**ARTIGO**
________

Espinhas
Por Fernando Lima
Na presidência que há uns tempos terminou, evitava-se falar em certas figuras. Contradição pura, uma vez que é associado a Chissano - e ao partido maior da oposição - o clima de grandes liberdades formais de que beneficiaram os cidadãos a partir dos anos 90.
Mesmo assim, e exactamente para provar o contrário, uns tantos foram para a prisão e para o banco dos réus, acusados de um golpe que nunca existiu, a não ser na cultura revanchista do "rei morto, rei posto". Bem presente, aliás, nos tempos conturbados que perpassam a república de hoje.
E é muitas vezes nestas ocasiões que lembra o Aquino de Bragança, aquilo a que os francófonos chamam de "blagueur", sempre com uma resposta, um fio de pensamento para as crises e as encruzilhadas.
Os seus detractores consideravam-no um cortesão intriguista e adulador, um pensador menor que terá caído nas boas graças de Samora. E nos meses pesados que antecederam o Outubro trágico, era muitas vezes irrespirável a atmosfera entre a Julius Nyerere e a Ponta Vermelha.
Aquino não era um assíduo de tais salões. Estava lá, às vezes.
Preocupavam-no outras coisas, como o Centro de Estudos Africanos. Nos anos a seguir à independência, fez descer de Makerere e de Dar-es-Salaam parte da academia algo incómoda às elites a preto e branco que se iam sedimentando a norte. O mesmo que acabou por acontecer em Maputo quando os "marxistas" em curso acelerado "made in RDA", acolitados à ortodoxia bolorenta intrincheirada no Comité Central, ganharam o braço de ferro com Aquino, Ruth First e um punhado questionadores permanentes das lutas de libertação e dos processos de desenvolvimento. Quando não era ainda o FMI que dava as cartas e ficava com o rei de espadas.

________

**LINHAS DE DADOS**
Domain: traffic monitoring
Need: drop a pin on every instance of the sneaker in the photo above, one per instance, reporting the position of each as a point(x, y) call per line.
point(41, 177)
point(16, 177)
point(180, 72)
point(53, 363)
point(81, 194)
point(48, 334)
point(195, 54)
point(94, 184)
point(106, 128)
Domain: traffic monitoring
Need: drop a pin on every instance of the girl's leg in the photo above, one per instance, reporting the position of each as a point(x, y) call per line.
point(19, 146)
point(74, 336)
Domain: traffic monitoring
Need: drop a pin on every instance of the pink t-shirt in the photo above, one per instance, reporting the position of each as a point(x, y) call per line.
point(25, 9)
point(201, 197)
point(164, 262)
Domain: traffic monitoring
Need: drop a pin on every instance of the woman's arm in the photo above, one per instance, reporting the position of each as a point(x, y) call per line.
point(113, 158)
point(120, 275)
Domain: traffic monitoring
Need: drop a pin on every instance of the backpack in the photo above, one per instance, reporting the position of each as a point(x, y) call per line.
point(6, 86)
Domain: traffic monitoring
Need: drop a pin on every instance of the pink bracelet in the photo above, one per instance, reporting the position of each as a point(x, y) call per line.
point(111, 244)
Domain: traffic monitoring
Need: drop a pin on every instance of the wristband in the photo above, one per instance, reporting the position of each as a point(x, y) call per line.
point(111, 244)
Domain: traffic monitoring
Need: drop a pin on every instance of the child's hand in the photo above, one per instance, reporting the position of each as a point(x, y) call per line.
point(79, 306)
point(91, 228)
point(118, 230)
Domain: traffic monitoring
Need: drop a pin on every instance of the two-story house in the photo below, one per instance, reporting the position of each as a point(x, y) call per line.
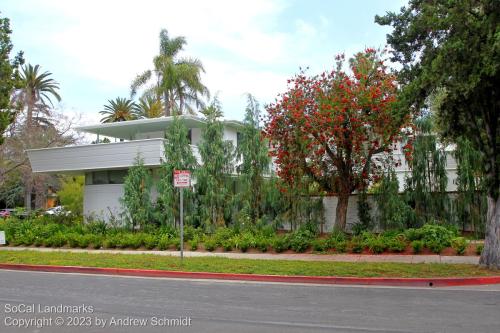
point(105, 165)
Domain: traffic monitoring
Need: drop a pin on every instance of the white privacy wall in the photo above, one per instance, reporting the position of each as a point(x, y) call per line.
point(102, 201)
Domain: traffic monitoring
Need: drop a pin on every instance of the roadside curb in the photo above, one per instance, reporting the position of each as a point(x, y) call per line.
point(415, 282)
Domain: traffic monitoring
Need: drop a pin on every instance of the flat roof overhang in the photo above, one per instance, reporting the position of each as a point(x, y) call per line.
point(128, 129)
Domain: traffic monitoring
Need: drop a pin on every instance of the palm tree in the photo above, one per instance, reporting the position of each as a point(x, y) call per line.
point(178, 81)
point(119, 109)
point(148, 107)
point(36, 93)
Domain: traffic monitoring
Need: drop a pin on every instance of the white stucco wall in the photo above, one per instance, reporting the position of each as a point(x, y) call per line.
point(102, 201)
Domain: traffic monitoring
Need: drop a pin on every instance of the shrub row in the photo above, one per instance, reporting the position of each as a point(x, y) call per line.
point(41, 232)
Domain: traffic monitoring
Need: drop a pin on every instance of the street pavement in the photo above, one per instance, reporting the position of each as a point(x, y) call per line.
point(130, 304)
point(406, 258)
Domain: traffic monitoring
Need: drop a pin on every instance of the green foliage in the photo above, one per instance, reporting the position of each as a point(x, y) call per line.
point(397, 243)
point(177, 82)
point(178, 155)
point(193, 244)
point(210, 244)
point(319, 245)
point(280, 243)
point(459, 244)
point(470, 204)
point(136, 197)
point(8, 76)
point(426, 185)
point(357, 244)
point(393, 211)
point(150, 241)
point(452, 47)
point(217, 158)
point(417, 246)
point(119, 109)
point(479, 249)
point(163, 243)
point(364, 214)
point(376, 244)
point(71, 194)
point(253, 152)
point(301, 240)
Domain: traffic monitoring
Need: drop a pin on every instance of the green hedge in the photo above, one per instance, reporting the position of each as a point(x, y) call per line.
point(42, 231)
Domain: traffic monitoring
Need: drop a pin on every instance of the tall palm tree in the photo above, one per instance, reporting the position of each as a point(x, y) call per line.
point(178, 81)
point(119, 109)
point(36, 93)
point(148, 107)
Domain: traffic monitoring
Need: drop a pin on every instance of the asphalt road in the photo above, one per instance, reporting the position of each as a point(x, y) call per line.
point(216, 306)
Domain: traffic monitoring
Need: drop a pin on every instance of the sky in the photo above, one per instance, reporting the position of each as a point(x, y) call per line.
point(94, 49)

________

**TAREFAS A REALIZAR**
a: Converta em CSV de duas colunas, pedido e resposta, o trecho das entradas que vai do início até à linha que contém "point(94, 184)", ambas incluídas. Faça uma linha por entrada, com cada campo entre aspas e as quebras de linha trocadas por espaços.
b: Prossiga a crónica sobre Aquino de Bragança a partir do ponto em que o texto termina.

**RESPOSTAS POR TAREFA**
a:
pedido,resposta
"Domain: traffic monitoring Need: drop a pin on every instance of the sneaker in the photo above, one per instance, reporting the position of each as a point(x, y) call per line.","point(41, 177) point(16, 177) point(180, 72) point(53, 363) point(81, 194) point(48, 334) point(195, 54) point(94, 184)"

b:
Aquino sentia o bote à distância, mas não dava o peito. Preferia o "lobby" que fizesse acontecer a conjuntura certa.
Aquando do "golpe" no "Notícias" em Setembro de 1976, que transformou em director editorial o secretário do grupo dinamizador da FRELIMO, Aquino manteve-se imperturbável. O cinzentismo que tomou de assalto o jornal foi impiedosamente vergastado nas barbas de Jorge Rebelo, a mão do partido nos media, que, maquiavelicamente os haveria de fazer cair sem glória algum tempo mais tarde. Um episódio obviamente ignorado pela recente "reconstrucção" revisionista das glórias do matutino, fiel servidor da União Nacional e do partido único.
Aquino previu os golpes e contra-golpes. No "Notícias", na "Tempo". Não era um impaciente. Insistia sempre que era preciso ouvir. Ouvir muito, falar muito com os protagonistas. Como quando dizia que nunca se compreenderia Angola se não tivesse uma conversa profunda com Lúcio Lara e Iko Carreira.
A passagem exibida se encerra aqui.